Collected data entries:
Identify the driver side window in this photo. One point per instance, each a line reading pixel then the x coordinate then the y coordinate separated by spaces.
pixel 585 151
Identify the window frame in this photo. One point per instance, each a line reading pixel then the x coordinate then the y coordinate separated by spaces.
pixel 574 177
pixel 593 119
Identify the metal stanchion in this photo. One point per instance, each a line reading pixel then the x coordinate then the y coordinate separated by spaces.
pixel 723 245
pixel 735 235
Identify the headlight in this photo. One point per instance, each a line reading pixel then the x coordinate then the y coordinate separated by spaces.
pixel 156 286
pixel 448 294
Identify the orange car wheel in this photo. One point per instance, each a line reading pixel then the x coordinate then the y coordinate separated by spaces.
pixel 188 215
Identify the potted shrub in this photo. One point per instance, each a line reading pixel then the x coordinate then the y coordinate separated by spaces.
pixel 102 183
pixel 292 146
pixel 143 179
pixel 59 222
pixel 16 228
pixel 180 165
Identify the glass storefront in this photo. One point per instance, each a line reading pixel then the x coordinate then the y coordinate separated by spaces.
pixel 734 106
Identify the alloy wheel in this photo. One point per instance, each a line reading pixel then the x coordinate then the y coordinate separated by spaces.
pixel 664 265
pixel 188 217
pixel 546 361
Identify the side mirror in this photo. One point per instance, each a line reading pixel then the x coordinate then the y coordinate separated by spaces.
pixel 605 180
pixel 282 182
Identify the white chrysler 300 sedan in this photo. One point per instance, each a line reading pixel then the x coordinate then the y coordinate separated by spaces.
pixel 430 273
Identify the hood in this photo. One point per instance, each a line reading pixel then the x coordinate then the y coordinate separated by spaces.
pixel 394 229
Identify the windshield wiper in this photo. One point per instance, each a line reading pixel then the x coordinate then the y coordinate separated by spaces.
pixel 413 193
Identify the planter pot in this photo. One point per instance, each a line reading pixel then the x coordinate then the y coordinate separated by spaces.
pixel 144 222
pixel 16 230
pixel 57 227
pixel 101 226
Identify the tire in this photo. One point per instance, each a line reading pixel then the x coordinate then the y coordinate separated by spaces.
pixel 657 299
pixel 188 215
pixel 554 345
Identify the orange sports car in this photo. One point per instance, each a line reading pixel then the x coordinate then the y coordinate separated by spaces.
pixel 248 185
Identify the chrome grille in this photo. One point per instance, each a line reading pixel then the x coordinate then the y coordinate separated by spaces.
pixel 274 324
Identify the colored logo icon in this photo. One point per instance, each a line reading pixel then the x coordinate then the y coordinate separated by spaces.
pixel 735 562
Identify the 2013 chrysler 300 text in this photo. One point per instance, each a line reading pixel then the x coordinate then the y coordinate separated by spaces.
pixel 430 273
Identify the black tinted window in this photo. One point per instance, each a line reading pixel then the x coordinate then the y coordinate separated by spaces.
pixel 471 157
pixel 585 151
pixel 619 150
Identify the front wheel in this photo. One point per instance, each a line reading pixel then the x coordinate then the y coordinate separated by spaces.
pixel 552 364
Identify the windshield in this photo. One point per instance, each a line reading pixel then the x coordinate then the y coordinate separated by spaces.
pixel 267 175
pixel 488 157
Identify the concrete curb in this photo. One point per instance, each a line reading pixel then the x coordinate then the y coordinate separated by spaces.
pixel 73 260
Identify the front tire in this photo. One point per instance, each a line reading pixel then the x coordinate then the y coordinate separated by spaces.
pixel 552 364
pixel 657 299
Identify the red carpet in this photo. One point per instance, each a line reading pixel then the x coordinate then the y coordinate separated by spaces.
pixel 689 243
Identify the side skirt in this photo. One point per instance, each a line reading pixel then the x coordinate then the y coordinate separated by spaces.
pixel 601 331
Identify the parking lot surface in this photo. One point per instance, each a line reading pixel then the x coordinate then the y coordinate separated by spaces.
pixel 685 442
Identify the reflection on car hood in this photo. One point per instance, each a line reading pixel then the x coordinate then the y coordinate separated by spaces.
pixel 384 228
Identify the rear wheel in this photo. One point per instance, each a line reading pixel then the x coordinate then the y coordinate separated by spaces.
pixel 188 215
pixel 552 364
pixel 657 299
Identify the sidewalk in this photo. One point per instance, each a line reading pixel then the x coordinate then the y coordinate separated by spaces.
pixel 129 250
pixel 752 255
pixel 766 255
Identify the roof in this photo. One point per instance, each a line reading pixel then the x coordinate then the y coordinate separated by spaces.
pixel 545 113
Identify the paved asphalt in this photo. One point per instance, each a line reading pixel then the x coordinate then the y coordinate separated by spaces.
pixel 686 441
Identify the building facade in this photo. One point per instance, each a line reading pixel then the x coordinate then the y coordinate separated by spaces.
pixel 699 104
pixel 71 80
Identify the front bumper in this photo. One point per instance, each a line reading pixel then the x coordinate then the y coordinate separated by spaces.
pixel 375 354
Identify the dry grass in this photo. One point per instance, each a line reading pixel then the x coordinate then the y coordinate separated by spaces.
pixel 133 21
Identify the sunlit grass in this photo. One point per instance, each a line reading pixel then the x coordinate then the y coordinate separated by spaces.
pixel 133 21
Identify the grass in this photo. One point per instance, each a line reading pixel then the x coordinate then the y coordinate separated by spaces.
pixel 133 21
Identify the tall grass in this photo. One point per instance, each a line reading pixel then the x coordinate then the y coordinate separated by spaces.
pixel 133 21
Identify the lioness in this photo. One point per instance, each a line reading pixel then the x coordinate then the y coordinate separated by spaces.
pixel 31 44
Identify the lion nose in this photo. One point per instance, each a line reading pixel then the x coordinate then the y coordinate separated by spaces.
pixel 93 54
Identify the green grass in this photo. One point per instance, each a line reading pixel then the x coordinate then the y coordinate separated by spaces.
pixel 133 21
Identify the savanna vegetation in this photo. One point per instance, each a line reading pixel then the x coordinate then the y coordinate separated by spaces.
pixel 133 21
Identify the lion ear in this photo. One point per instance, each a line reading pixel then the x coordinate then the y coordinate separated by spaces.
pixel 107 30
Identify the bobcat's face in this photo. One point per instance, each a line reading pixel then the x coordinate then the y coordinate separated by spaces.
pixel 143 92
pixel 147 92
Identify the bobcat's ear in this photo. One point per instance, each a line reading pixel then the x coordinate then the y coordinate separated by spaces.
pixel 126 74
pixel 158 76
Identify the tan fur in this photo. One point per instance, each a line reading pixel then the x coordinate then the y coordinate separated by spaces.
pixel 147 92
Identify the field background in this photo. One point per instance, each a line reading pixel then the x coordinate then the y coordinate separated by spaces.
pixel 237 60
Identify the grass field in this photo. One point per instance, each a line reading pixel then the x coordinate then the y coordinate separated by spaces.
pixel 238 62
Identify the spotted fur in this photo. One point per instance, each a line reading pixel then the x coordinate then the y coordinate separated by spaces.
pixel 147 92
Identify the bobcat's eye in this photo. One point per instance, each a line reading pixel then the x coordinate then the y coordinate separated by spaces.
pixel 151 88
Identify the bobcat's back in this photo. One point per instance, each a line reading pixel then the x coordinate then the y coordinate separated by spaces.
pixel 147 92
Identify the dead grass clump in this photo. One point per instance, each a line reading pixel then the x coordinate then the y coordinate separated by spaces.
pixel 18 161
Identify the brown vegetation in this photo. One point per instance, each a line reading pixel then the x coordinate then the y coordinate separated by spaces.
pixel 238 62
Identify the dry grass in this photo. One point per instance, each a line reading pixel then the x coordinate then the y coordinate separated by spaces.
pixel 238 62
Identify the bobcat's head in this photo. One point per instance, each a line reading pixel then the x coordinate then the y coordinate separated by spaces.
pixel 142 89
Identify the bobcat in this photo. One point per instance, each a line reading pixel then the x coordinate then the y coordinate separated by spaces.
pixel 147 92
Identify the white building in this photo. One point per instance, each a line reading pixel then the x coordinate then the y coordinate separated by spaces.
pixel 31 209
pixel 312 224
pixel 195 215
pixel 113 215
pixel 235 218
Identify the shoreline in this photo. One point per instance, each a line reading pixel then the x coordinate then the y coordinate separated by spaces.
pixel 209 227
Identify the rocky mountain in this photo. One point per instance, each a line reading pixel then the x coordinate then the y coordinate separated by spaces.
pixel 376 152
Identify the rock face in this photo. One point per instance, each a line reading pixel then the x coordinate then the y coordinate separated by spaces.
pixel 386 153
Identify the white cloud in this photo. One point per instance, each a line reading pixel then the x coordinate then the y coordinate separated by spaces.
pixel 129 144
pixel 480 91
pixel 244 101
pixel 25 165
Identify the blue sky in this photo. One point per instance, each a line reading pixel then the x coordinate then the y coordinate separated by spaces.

→ **About this exercise**: Which lines run from the one containing "Identify the white cloud" to the final line of the entries? Return those lines exactly, and only those.

→ **Your solution**:
Identify the white cloud in this photo. One point per instance, each a line reading pixel then the x coordinate then the y coordinate separated by spaces.
pixel 129 144
pixel 480 91
pixel 244 101
pixel 25 165
Identify the blue sky in this photo. One point per instance, each a line reading pixel then the x coordinate then the y coordinate separated by spaces.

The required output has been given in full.